Could the data underneath be repeated exactly, in full?

(Point-per-instance localization data)

*** Begin section ***

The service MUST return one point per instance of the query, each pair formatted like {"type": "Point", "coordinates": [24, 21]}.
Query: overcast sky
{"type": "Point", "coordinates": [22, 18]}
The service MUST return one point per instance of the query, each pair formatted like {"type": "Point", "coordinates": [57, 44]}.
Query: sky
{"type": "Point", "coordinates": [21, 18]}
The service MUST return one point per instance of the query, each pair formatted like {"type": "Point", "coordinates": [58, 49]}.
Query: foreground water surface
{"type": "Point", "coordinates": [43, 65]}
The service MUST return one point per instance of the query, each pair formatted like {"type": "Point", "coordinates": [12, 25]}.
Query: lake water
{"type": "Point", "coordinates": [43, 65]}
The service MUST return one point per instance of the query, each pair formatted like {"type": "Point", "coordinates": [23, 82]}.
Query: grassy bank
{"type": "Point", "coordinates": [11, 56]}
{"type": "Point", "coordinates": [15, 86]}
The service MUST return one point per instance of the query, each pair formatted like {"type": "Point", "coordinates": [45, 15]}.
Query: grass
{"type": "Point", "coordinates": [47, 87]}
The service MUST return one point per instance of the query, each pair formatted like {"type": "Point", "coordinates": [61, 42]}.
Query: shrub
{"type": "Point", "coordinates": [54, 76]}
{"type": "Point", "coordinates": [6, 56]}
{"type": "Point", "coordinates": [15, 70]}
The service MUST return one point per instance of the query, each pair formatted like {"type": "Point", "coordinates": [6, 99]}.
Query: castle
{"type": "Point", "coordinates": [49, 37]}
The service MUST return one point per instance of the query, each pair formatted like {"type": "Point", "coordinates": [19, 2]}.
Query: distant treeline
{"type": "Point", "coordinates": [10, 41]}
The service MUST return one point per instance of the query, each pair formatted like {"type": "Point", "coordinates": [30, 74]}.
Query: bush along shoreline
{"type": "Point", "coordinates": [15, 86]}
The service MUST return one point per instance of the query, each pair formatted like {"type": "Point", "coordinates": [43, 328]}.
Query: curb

*** End section ***

> **RESPONSE**
The service MUST return one point per instance of the query, each pair formatted like {"type": "Point", "coordinates": [24, 21]}.
Query: overcast sky
{"type": "Point", "coordinates": [22, 18]}
The service MUST return one point per instance of the query, each pair formatted like {"type": "Point", "coordinates": [57, 44]}.
Query: sky
{"type": "Point", "coordinates": [21, 18]}
The service MUST return one point per instance of the query, each pair formatted like {"type": "Point", "coordinates": [58, 49]}.
Query: foreground water surface
{"type": "Point", "coordinates": [43, 65]}
The service MUST return one point per instance of the query, each pair formatted like {"type": "Point", "coordinates": [12, 25]}.
Query: lake water
{"type": "Point", "coordinates": [43, 65]}
The service MUST return one point per instance of the query, each pair formatted like {"type": "Point", "coordinates": [23, 82]}.
Query: grassy bank
{"type": "Point", "coordinates": [11, 56]}
{"type": "Point", "coordinates": [15, 86]}
The service MUST return one point per instance of the query, each pair formatted like {"type": "Point", "coordinates": [45, 15]}.
Query: grass
{"type": "Point", "coordinates": [47, 87]}
The service MUST return one point per instance of the query, each pair formatted like {"type": "Point", "coordinates": [61, 42]}.
Query: shrub
{"type": "Point", "coordinates": [54, 76]}
{"type": "Point", "coordinates": [6, 56]}
{"type": "Point", "coordinates": [15, 70]}
The service MUST return one point per instance of the query, each pair formatted like {"type": "Point", "coordinates": [6, 99]}.
Query: castle
{"type": "Point", "coordinates": [49, 37]}
The service MUST return one point per instance of the query, each pair formatted like {"type": "Point", "coordinates": [19, 2]}.
Query: distant treeline
{"type": "Point", "coordinates": [10, 41]}
The service MUST return one point per instance of the query, each pair formatted like {"type": "Point", "coordinates": [30, 74]}.
Query: bush along shoreline
{"type": "Point", "coordinates": [15, 86]}
The service MUST return one point per instance of the query, each pair formatted like {"type": "Point", "coordinates": [43, 328]}.
Query: curb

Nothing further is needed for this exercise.